··· Page extract ···

The Ontario Power Authority's Clean Energy Standard Offer Program (CESOP) is designed to address smaller generation development projects with a "one-size fits all" contract methodology. The program might attract project proponents with small, one-off power generation opportunities. The CESOP contract will set out some parameters for a Net Revenue Guarantee that will be available to approved CESOP projects. The Net Revenue Guarantee is based on the value of small distributed generation to Ontario, and assumptions about the operating characteristics of a "virtual plant" specified by the OPA - a theoretical plant that has the operating characteristics that the OPA deems to be efficient and valuable in the marketplace. If a prospective project is expected to operate as economically as the "virtual plant" or better, then the CESOP contract could be attractive to the proponents.
Parties considering CESOP projects will need to look carefully at the CESOP contract underpinnings and compare their plant's performance against that of the virtual plant .
CESOP provides projects with a 2009 Net Revenue Guarantee (NRG) of $ 15.97/kW/month. This value will be indexed each year by 30% of the Canadian Consumer Price Index.
It is assumed that some of the revenue a project requires will be earned from market revenues from electricity sales. Therefore, each month a Net Market Revenue (NMR) value will be deducted from the Net Revenue Guarantee payment.
To determine the Net Market Revenue, the OPA starts with the Imputed Gross Energy Market Revenue, the amount that the virtual plant is deemed to have earned during on-peak (weekdays, 7 am - 11 pm) hours. The Net Market Revenue is then arrived at by discounting this imputed revenue amount by 10%, an adjustment that reflects assumed total downtime. The virtual plant has a base rate of 5.5 MMBtu/MWh, a variable maintenance cost of $ 5.50 / MWh, and a gas distribution charge (marginal cost to get gas from the Dawn reference location to the generator) of $1.30/MMBtu.
The Net Market Revenue is the amount of market revenue that would be earned by CESOP projects with parameters identical to the virtual plant.
A prospective CESOP project developer needs to gauge its competitiveness against each of the program parameters in order to assess the viability of its project and the risks involved.
The most basic consideration is whether or not the Net Revenue Guarantee of $15.97/kW/month or about $192,000 /MW/year will pay for its capital and other fixed operating costs.

··· Given information ···

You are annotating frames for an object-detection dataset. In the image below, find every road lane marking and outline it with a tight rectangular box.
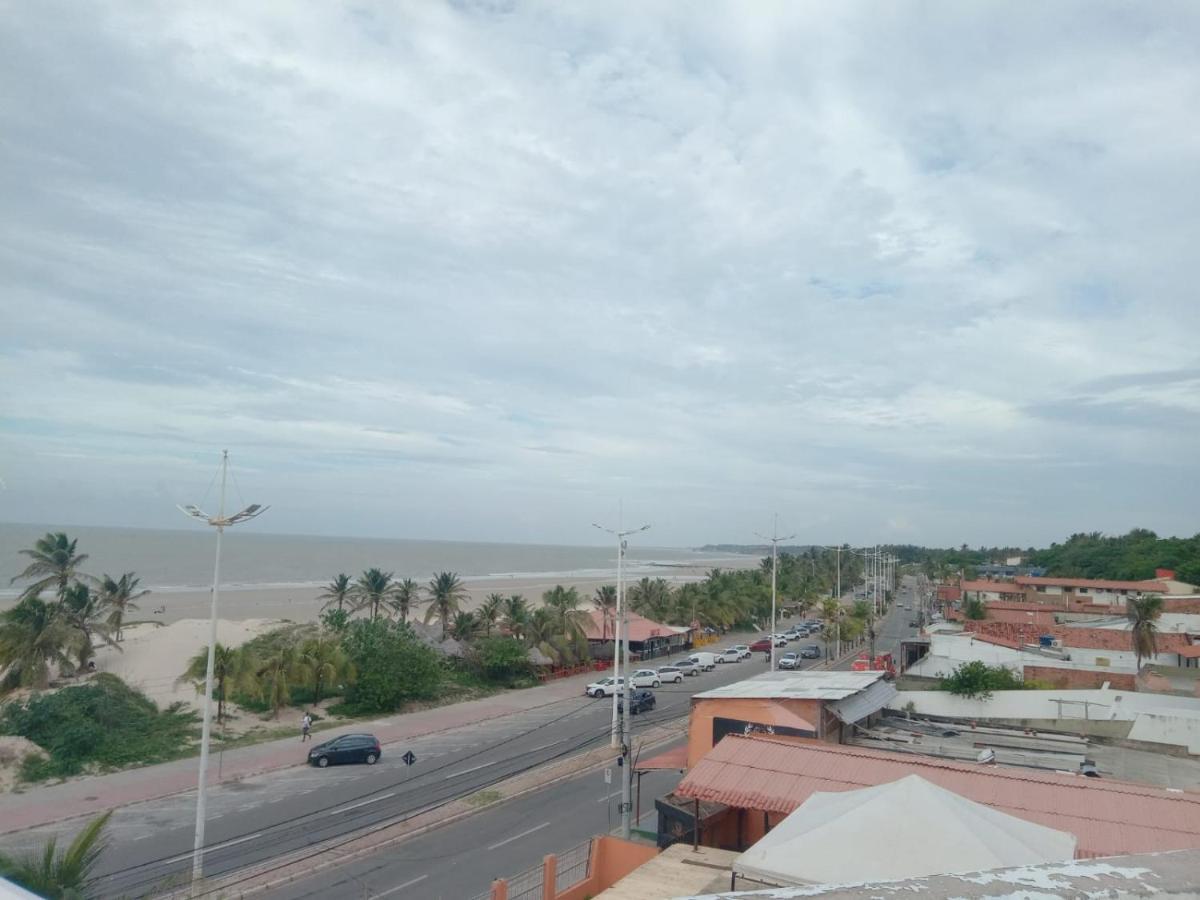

···

### Your tasks:
a - According to the CESOP passage, what share of the Canadian Consumer Price Index is used to index the Net Revenue Guarantee each year?
b - Extend the CESOP passage with the next portion, following on from its final sentence.
The material above is separate from the CESOP passage.

### Answers to the exercise:
a - 30% of the Canadian Consumer Price Index.

b -
The total revenue a project receives will be determined by the Net Revenue Guarantee, less the virtual plant Net Market Revenue, plus the project's actual net market revenues. This means that each parameter in the Net Market Revenue calculation warrants close consideration, with actual performance of the prospective plant evaluated against each virtual plant parameter.
A project with parameters that are collectively more favourable than the virtual plant parameters would realize net market revenue above the virtual plant's Net Market Revenue, so it would realize total revenue greater than the Net Revenue Guarantee. A project with parameters that are collectively less favourable than the virtual plant parameters would realize net market revenue below the virtual plant's Net Market Revenue, so it would realize total revenue less than the Net Revenue Guarantee.
Let's look at each key parameter in turn.
The virtual plant heat rate of 5.5 MMBtu/MWh is equivalent to what can be achieved by a reciprocating engine generator using about 75% of its easily-recoverable heat, which in turn displaces an alternative thermal efficiency of 75%. Over the course of a year, this could be equivalent to using 50% of recovered heat during the low (typically summer) thermal requirement season, 100% during the high (typically winter) season and something in between during shoulder seasons. The efficiency "bar" has then been set relatively high, pointing to the need to find efficient projects that are sized on thermal rather than electrical considerations.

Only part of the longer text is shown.